### Entries provided

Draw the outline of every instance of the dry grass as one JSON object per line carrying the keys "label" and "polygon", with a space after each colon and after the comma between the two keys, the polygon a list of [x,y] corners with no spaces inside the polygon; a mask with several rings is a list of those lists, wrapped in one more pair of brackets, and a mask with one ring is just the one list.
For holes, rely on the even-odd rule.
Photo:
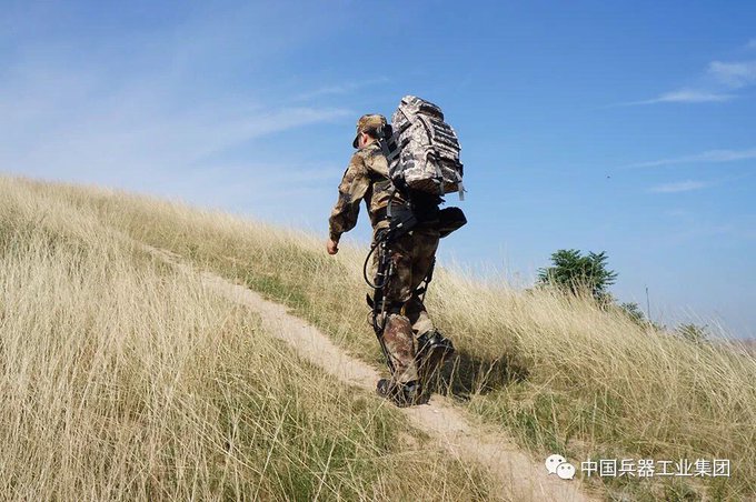
{"label": "dry grass", "polygon": [[495,495],[102,213],[9,179],[0,198],[3,499]]}
{"label": "dry grass", "polygon": [[[102,225],[246,280],[351,353],[380,364],[366,323],[366,250],[345,248],[331,258],[312,235],[222,213],[103,190],[19,183],[97,214]],[[444,270],[427,304],[459,349],[445,391],[518,436],[536,456],[729,459],[729,479],[605,479],[606,488],[611,496],[639,500],[755,496],[753,357],[646,331],[589,301],[480,284]]]}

######

▶ **Instructions to follow**: Copy the records above word for word, omitting the pictures.

▶ **Answer to the exercise**:
Draw the outline of every instance of the dry grass as one JSON object per line carrying the keys "label" and "polygon", with a space after each colon and after the comma between the two keys, the polygon a list of [x,y] corners with no spaces inside the polygon; a mask with several rings is a list of those lists, wrapped in one more pair of brackets, and a mask with one ring is just the one list.
For holes, rely on the even-odd rule.
Photo:
{"label": "dry grass", "polygon": [[495,495],[102,213],[9,179],[0,198],[3,499]]}
{"label": "dry grass", "polygon": [[[102,225],[246,280],[351,353],[380,364],[366,323],[366,250],[345,248],[331,258],[312,235],[222,213],[103,190],[19,183],[97,214]],[[444,270],[427,304],[459,349],[445,391],[518,436],[536,456],[729,459],[729,479],[605,479],[606,488],[611,496],[639,500],[755,496],[753,357],[646,331],[589,301],[480,284]]]}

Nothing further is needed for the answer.